(Excerpt to read)
Earlier this week, the New Mexico Supreme Court heard oral arguments in a lawsuit brought by the ACLU and the National Center for Lesbian Rights on behalf of six same-sex couples seeking the freedom to marry. I've been doing advocacy around marriage for well over a decade, and for me the arguments highlighted in several ways just how far the country has come on the marriage issue over that time.

Government officials increasingly are on our side. Back in 2004, the ACLU filed lawsuits seeking the freedom to marry for gay couples in New York, Connecticut, Maryland, Oregon, California, and Washington state (some of those with partner organizations). In every one, a state Attorney General (almost all of them Democrats) defended the constitutionality of the state marriage laws, with most of them making profoundly anti-gay arguments, including the spurious assertion that marriage should be limited to straight people because kids raised by gay people don't do well. More recently, state Attorneys General and/or Governors have refused to defend the constitutionality of state marriage bans and have instead filed briefs on our side. That has been true in Illinois, Hawaii, Pennsylvania, California (after Prop 8), as well as in New Mexico. Indeed, a NM Assistant Attorney General stood up in court this week and gave an impassioned plea for equality and dignity for same-sex couples. And the United States Department of Justice supported the freedom-to-marry position both in United States v. Windsor and in the Prop 8 case earlier this year before the US Supreme Court. These government officials' positions reflect the change in America's attitudes towards LGBT people and marriage over the past decade. What's more, they are bringing the power of their offices to the cause of LGBT equality.
(End Excerpt to read)
(Information supplied)
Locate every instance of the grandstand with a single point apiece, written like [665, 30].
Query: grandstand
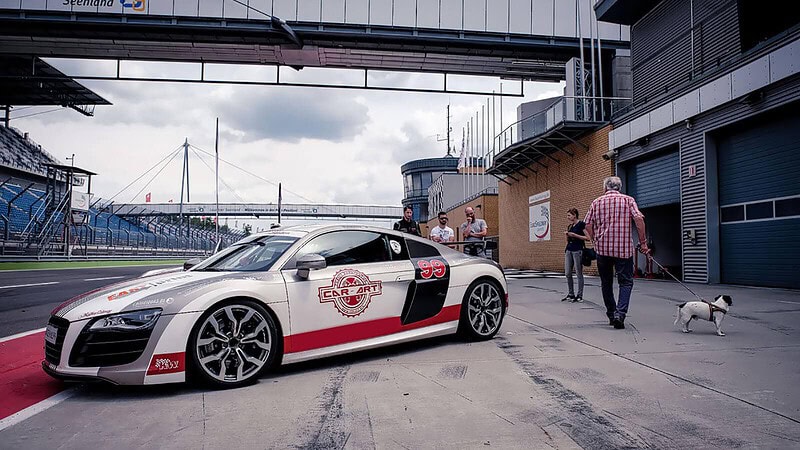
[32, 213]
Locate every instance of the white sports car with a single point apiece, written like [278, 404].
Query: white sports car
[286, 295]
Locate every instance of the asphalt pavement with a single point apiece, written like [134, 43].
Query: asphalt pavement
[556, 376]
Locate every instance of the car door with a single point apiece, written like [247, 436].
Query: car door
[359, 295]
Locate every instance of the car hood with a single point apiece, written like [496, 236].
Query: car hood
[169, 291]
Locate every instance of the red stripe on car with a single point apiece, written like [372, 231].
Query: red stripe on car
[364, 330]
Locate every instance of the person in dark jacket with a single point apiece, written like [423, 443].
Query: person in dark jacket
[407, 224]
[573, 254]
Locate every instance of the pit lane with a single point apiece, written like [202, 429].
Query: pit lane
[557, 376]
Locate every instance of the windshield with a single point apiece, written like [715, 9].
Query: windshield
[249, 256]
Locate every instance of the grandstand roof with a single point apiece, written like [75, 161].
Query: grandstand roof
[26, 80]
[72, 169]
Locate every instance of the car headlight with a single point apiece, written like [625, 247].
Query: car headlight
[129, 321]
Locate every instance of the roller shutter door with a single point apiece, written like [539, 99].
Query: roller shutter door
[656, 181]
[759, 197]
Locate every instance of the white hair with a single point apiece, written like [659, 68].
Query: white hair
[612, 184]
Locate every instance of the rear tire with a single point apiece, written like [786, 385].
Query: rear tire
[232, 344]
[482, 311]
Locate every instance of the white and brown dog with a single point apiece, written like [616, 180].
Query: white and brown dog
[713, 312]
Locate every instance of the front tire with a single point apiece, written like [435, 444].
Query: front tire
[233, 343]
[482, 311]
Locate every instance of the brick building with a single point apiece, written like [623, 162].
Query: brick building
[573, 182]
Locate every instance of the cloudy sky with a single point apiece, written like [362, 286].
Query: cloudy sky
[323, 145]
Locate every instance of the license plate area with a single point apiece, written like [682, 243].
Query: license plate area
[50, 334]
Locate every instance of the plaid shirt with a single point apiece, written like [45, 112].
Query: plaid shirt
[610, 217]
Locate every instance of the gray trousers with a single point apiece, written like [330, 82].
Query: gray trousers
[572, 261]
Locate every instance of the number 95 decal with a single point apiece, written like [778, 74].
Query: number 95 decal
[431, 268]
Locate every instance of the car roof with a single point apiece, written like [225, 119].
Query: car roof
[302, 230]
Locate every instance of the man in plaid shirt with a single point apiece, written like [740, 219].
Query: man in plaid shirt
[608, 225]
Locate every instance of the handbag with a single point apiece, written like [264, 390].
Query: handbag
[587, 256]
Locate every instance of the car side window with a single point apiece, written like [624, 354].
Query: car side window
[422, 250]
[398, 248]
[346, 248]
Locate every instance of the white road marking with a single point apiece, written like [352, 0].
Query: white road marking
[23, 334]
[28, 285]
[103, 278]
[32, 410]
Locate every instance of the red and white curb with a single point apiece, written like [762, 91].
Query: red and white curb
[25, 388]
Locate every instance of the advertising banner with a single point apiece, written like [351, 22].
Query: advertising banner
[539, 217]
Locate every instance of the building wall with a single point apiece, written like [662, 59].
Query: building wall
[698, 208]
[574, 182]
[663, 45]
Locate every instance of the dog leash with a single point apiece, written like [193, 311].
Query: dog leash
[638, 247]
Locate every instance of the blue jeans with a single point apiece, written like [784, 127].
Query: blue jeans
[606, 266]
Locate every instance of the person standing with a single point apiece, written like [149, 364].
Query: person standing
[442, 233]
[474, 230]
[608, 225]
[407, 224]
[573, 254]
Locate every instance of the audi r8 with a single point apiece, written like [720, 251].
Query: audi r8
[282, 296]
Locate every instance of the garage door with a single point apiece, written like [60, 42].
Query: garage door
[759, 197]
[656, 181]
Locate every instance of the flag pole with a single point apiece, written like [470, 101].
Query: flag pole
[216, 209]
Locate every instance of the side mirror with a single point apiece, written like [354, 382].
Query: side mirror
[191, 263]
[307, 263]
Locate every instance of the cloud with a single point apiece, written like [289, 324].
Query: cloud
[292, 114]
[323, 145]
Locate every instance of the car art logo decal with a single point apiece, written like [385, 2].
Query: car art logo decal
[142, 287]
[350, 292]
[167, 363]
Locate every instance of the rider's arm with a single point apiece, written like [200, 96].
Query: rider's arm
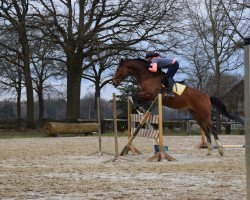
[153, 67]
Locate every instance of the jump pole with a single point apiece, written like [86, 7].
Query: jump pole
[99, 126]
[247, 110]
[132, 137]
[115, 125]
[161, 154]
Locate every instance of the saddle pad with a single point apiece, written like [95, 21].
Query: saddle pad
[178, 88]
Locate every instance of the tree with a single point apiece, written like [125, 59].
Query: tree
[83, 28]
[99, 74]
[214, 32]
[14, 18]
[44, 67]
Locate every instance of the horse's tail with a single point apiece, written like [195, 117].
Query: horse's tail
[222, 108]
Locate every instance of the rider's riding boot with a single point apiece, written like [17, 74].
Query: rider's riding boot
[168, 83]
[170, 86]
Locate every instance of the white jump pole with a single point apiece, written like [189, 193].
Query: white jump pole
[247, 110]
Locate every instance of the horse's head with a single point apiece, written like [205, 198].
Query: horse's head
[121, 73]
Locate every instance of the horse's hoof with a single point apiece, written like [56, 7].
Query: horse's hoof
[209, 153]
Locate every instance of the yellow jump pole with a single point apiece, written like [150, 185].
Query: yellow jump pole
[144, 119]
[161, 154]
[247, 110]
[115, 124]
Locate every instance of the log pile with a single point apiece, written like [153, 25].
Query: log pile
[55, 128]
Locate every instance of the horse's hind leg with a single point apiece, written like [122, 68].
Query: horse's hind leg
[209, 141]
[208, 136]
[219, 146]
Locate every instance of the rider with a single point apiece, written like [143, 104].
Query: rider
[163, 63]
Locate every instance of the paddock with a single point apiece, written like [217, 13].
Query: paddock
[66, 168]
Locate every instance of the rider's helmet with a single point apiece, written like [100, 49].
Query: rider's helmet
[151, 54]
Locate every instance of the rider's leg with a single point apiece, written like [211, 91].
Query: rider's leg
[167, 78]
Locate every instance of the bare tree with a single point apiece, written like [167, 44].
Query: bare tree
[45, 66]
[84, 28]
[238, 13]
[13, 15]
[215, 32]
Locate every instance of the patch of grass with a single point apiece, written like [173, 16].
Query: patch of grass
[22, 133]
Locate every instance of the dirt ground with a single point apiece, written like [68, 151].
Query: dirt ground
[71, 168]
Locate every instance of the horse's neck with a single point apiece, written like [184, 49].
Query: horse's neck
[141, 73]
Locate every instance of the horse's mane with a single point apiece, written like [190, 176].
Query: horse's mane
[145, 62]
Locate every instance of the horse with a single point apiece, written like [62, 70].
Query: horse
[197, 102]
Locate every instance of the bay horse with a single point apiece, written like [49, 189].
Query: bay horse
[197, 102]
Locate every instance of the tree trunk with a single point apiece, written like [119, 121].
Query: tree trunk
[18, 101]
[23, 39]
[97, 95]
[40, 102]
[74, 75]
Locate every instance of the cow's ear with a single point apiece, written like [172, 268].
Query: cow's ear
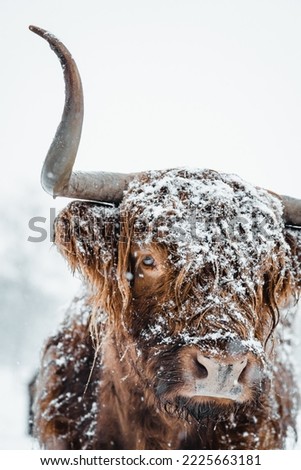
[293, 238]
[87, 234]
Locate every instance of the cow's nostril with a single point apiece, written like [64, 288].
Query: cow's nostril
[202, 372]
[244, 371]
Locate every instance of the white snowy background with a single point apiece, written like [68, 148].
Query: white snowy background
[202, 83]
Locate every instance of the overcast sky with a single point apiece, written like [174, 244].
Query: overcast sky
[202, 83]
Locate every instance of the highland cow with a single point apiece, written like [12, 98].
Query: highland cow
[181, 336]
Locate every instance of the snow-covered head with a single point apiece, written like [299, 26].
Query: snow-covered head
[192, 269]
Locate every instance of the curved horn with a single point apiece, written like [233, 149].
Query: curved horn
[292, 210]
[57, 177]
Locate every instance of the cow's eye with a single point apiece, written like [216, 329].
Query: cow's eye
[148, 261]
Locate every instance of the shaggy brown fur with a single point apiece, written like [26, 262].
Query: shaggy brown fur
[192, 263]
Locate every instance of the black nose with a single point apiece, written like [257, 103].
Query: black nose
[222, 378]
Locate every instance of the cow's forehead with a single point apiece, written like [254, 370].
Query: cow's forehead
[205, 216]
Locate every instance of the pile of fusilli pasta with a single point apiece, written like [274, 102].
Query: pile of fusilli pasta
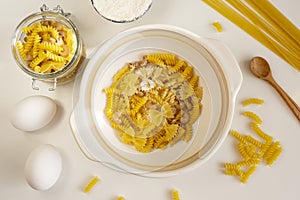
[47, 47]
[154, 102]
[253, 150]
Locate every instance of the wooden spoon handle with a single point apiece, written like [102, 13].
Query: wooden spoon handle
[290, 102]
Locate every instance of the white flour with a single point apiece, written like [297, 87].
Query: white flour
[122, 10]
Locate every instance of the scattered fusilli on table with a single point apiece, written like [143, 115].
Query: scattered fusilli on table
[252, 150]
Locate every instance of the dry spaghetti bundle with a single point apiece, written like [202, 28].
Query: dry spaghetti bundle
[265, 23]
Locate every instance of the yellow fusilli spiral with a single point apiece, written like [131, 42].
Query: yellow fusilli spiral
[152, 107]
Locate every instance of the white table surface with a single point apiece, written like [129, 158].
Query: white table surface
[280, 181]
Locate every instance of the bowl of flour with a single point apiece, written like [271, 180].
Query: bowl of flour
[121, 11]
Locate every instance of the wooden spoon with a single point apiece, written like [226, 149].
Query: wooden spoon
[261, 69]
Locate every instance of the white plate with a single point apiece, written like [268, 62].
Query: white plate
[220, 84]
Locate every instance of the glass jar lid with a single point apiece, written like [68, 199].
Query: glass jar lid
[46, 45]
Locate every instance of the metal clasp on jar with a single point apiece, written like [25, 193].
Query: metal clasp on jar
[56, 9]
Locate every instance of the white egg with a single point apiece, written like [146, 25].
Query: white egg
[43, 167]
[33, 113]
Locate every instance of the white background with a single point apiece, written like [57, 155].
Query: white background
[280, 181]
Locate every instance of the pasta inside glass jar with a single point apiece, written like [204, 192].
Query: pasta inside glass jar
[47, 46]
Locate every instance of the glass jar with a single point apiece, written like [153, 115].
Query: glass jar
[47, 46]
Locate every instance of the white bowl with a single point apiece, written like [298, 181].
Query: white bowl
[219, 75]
(End Information supplied)
**Problems to solve:**
**A)** Answer these questions from the passage on marriage advocacy, one per line:
(i) Which two organizations brought the lawsuit heard by the New Mexico Supreme Court?
(ii) In what year did the ACLU file lawsuits seeking the freedom to marry in New York, Connecticut, and the other listed states?
(iii) In which two cases did the United States Department of Justice support the freedom-to-marry position?
**B)** Can you pick up the passage on marriage advocacy after its last sentence and continue it?

**Response list:**
**A)**
(i) The ACLU and the National Center for Lesbian Rights
(ii) 2004
(iii) United States v. Windsor and the Prop 8 case

**B)**
Courts are less willing to accept fanciful justifications for anti-gay discrimination. We lost many of the marriage cases that we filed in 2004, with most of those courts accepting the argument that it makes sense to limit marriage to heterosexual couples because they can procreate "by accident," and need an incentive to do so within marriage, whereas same-sex couples will always plan their children, and therefore don't need marriage. Huh?? Yes, I know, it's a silly argument, but it succeeded over and over again in the mid 2000s. So it was thrilling to hear a NM Supreme Court Justice ask one of our opponents last Wednesday just how it is that excluding same-sex couples from marriage induces even one heterosexual couple to get married or to have kids within marriage. Lawyers defending the ban on marriage for gay couples simply couldn't explain that connection. We've been making just that argument for years, but now courts are more open to hearing it.

The human toll of marriage discrimination is resonating more broadly. From their comments at argument, it was clear the NM Supreme Court justices understood that same-sex couples all across New Mexico need certainty about whether their marriages are valid. The justices were clearly moved by the fact that we had to negotiate with the state to ensure that, if our client Jen Roper dies from terminal brain cancer before this case is over, her wife and partner of 21 years, Angelique Newman, would be listed as her surviving spouse on the death certificate. Both justices and ordinary citizens alike are increasingly seeing and appreciating the devastating consequences of marriage discrimination.

With a solid majority of Americans in favor of the freedom to marry, all branches of government – the courts, the executive branches, and state legislatures – are increasingly on the side of equality. That took a lot of work over several decades, but boy is it wonderful to experience the change. And it's why we're going to win the freedom to marry nationwide in the not-too-distant future.